→ TO-DO LIST
(a) Answer these questions using the court excerpt on consent and unconsciousness:
(i) What example does the respondent cite to argue that requiring conscious consent could lead to absurd outcomes?
(ii) Under the second difficulty, what is given as an instance of the accused failing to perform the sexual acts precisely as the complainant would have wanted?
(iii) What kind of difficulty is the third difficulty?
(b) Extend the court excerpt on consent and unconsciousness with the next part, starting after its final sentence.

→ TEXT SECTION
★ ★ ★ ★ ★

Conversely, in interpreting the provisions of the Criminal Code that
relate to sexual assault, this Court has expressly rejected the notion of
implied consent: Ewanchuk, at para. 31.
[58]
The respondent also argues that requiring
conscious consent to sexual activity may result in absurd outcomes. He cites
the example of a person who kisses his sleeping partner. In that situation, he
argues, the accused would be guilty of sexual assault unless he is permitted to
argue that his sleeping partner consented to the kiss in advance.
[59]
The first difficulty
with altering the definition of consent to deal with the respondent’s
hypothesis is that it would only provide a defence where the complainant specifically
turns her mind to consenting to the particular sexual acts that later occur
before falling asleep. The respondent’s position is that there is no sexual
assault in this case because the complainant consented to both being rendered
unconscious and to engaging in the sexual activity that occurred while she was
unconscious. If a hypothetical complainant did not expect her partner to kiss
her — or whatever other acts are at issue — while she was asleep, the respondent’s
approach would not provide a defence.
[60]
The second difficulty is the risk that the unconscious person’s wishes
would be innocently misinterpreted by his or her partner. Sexual preferences
may be very particular and difficult for individuals to precisely express. If
the accused fails to perform the sexual acts precisely as the complainant would
have wanted — by neglecting to wear a condom for instance — the unconscious
party will be unintentionally violated. In
addition to the risk of innocent misinterpretation, the respondent’s position does
not recognize the total vulnerability of the unconscious partner and the need
to protect this person from exploitation. The unconscious partner cannot
meaningfully control how her person is being touched, leaving her open to
abuse: R. v. Osvath (1996), 46 C.R. (4th) 124 (Ont. C.A.), per Abella
J.A. (as she then was), dissenting.
[61]
A third difficulty is evidentiary. If the complainant is unconscious
during the sexual activity, she has no real way of knowing what happened, and
whether her partner exceeded the bounds of her consent. Only one person really
knows what happened during the period of unconsciousness, leaving the
unconscious party open for exploitation. The complainant may never discover
that she was in fact the victim of a sexual assault. Fish J. correctly points
out that in some cases, there may be forensic evidence that establishes
conclusively that the accused exceeded the bounds of the consent given.
However, if the complainant never suspects that a sexual assault has occurred,
no forensic evidence will be gathered. Moreover, many acts of
sexual assault leave no forensic evidence.

★ ★ ★ ★ ★

[Data entries]

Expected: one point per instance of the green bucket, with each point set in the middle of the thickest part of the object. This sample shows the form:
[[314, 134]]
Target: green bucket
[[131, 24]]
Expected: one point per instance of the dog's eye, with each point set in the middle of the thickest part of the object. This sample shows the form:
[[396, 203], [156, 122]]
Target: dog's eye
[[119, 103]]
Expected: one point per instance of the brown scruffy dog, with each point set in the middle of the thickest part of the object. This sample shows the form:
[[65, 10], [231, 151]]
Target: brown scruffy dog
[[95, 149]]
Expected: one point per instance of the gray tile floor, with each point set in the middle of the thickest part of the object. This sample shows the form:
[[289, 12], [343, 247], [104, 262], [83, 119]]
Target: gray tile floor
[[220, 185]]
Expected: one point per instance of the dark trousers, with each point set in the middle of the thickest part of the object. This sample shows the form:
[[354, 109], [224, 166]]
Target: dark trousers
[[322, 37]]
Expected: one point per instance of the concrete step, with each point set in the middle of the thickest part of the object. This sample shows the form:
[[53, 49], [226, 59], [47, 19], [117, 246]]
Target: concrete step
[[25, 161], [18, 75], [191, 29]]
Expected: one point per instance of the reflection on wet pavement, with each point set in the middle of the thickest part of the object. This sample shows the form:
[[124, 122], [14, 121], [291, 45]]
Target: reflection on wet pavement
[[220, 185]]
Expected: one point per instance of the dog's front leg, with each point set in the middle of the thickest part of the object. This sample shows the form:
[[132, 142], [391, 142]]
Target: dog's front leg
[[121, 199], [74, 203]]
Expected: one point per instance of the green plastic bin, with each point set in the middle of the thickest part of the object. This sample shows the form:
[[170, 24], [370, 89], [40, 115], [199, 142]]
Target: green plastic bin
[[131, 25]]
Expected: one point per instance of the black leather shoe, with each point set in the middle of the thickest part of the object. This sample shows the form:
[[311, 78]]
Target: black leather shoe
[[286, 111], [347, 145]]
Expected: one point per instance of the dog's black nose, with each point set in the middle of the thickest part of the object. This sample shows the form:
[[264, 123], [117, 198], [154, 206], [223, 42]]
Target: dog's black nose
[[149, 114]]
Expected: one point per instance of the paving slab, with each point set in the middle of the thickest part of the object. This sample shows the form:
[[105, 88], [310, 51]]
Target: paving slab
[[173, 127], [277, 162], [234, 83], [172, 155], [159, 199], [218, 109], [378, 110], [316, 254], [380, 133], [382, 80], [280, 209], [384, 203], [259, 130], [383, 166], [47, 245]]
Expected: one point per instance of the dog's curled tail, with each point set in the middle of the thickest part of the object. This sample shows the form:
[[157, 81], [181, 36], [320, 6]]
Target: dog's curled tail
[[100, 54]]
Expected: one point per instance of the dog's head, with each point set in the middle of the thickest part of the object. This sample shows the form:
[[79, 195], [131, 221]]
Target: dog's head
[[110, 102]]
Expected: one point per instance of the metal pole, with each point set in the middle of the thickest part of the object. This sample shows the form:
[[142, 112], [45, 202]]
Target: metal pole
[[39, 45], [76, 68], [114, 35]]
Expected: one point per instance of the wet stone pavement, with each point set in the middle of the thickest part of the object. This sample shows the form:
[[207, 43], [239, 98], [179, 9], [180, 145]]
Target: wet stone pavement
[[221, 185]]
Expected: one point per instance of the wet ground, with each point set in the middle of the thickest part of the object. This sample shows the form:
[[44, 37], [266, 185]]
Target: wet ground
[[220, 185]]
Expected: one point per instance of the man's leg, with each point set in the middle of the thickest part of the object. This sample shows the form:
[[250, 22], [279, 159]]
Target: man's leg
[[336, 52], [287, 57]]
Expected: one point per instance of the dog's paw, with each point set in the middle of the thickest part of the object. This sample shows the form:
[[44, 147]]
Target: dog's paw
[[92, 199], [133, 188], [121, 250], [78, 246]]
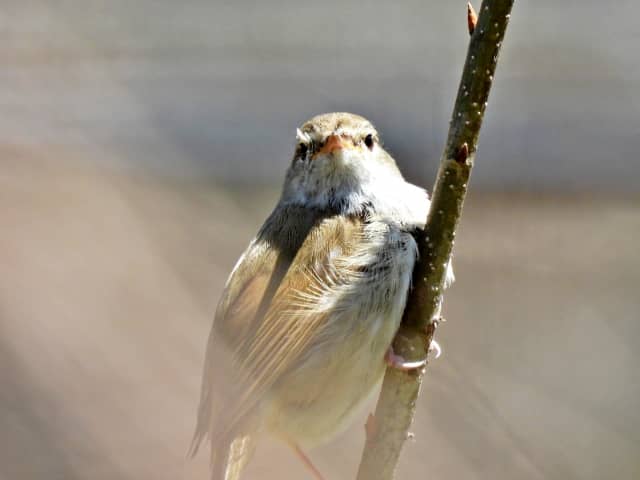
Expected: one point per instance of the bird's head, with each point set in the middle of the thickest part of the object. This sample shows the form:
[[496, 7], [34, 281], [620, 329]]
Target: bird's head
[[338, 161]]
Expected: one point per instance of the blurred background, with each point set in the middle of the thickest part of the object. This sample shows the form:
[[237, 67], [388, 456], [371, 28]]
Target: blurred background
[[143, 143]]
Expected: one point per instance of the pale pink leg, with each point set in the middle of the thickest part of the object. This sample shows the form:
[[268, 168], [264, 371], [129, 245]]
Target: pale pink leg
[[397, 361], [307, 462]]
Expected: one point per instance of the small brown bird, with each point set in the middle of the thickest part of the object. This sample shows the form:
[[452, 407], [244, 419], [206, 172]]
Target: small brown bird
[[303, 331]]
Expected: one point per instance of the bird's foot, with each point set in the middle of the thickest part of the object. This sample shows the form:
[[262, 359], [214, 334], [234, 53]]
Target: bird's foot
[[435, 347], [306, 461], [398, 362]]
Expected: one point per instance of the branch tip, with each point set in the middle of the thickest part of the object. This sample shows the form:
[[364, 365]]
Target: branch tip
[[472, 18]]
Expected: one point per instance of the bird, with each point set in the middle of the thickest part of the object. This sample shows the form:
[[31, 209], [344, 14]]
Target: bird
[[302, 333]]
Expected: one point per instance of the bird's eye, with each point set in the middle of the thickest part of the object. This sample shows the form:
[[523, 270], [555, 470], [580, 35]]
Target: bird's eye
[[368, 141]]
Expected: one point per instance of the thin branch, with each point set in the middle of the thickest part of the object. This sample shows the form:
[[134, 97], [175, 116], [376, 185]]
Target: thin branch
[[388, 428]]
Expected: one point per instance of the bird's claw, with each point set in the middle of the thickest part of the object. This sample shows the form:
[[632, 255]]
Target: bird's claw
[[398, 362]]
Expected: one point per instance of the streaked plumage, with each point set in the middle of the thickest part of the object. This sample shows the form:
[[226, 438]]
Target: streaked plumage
[[300, 333]]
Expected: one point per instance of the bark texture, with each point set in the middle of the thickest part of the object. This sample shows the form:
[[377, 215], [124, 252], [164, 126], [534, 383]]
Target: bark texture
[[388, 429]]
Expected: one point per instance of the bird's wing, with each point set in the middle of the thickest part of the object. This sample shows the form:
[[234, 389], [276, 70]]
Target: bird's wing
[[322, 271], [332, 273]]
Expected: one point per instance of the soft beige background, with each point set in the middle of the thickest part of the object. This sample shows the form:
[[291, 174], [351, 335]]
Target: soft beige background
[[143, 143]]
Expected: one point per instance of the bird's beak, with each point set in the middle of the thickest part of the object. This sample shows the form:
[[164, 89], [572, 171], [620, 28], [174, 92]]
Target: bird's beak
[[334, 143]]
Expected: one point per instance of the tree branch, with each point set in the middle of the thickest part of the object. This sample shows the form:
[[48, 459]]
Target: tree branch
[[388, 428]]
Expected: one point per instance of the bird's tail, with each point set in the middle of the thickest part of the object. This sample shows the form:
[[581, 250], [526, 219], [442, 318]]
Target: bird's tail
[[229, 456]]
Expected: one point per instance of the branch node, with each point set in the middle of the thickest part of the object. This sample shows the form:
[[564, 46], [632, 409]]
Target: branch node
[[472, 18], [462, 153]]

★ ★ ★ ★ ★

→ TASK-BY-TASK RESULTS
(a)
(i) A person who kisses his sleeping partner.
(ii) Neglecting to wear a condom.
(iii) An evidentiary difficulty.

(b)
[62]
A fourth difficulty is jurisprudential. Recognizing exceptions to the
requirement of conscious consent would not only run counter to the definition
of consent in the Criminal Code , but would impose on the courts the task
of determining how consent to unconscious sexual activity can be proven. The
respondent suggests that the court could ask if the complainant consented
before losing consciousness to the sexual acts that subsequently occurred —
pre-unconsciousness authorization. This would require the court to determine
what the unconscious party wanted just prior to going unconscious, and then
assess if this is what indeed occurred. This inquiry would be objective,
contrary to the subjective inquiry required by the Criminal Code . The
only other option — post-unconsciousness determination of consent where the
complainant decides when she regains consciousness if she would have consented
to all the acts that occurred — is also problematic. A post facto
determination runs contrary to the rule that the complainant’s post-act
sentiments are irrelevant; if a complainant consents to sexual activity while
it is taking place, but later decides that she should not have, the accused
should be acquitted on the actus reus of the offence.
[63]
The Crown suggested that this Court could allow for
mild sexual touching that occurs while a person is unconscious by relying on
the de minimis doctrine, based on the Latin phrase de minimis
non curat lex, or the “law does not care for small or trifling matters”: Canadian Foundation for Children, Youth and the Law v. Canada
(Attorney General), 2004 SCC 4, [2004] 1 S.C.R. 76,
at para. 200, per Arbour J., dissenting. Without suggesting that the de
minimis principle has no place in the law of sexual assault, it should be
noted that even mild non-consensual touching of a sexual nature can have
profound implications for the complainant.
[64]
Running through the arguments in favour of carving out
particular circumstances as exceptions to the conscious consent paradigm of the
Criminal Code is the suggestion that the strict approach Parliament has
adopted toward consent in the context of sexual assault has no place in
relationships of mutual trust, like marriage. However, accepting this view
would run counter to Parliament’s clear rejection of defences to sexual assault
based on the nature of the relationship. The Criminal Code does not
establish a different inquiry into consent depending on the relationship
between the accused and the complainant. Their relationship may be evidence
for both the actus reus and the mens rea, but it does not
change the nature of the inquiry into whether the complainant consented, as
conceived by the Criminal Code .
[65]
In the end, we are left with this. Parliament
has defined sexual assault as sexual touching without consent. It has dealt
with consent in a way that makes it clear that ongoing, conscious and present
consent to “the sexual activity in question” is required. This concept of
consent produces just results in the vast majority of cases. It has proved of
great value in combating the stereotypes that historically have surrounded
consent to sexual relations and undermined the law’s ability to address the
crime of sexual assault. In some situations, the concept of consent
Parliament has adopted may seem unrealistic. However, it is inappropriate for
this Court to carve out exceptions when they undermine Parliament’s choice. In
the absence of a constitutional challenge, the appropriate body to alter the
law on consent in relation to sexual assault is Parliament, should it deem this
necessary.
IV. Summary
[66]
The definition of consent for sexual assault
requires the complainant to provide actual active consent throughout every
phase of the sexual activity. It is not possible for an unconscious person to
satisfy this requirement, even if she expresses her consent in advance. Any
sexual activity with an individual who is incapable of consciously evaluating
whether she is consenting is therefore not consensual within the meaning of the
Criminal Code .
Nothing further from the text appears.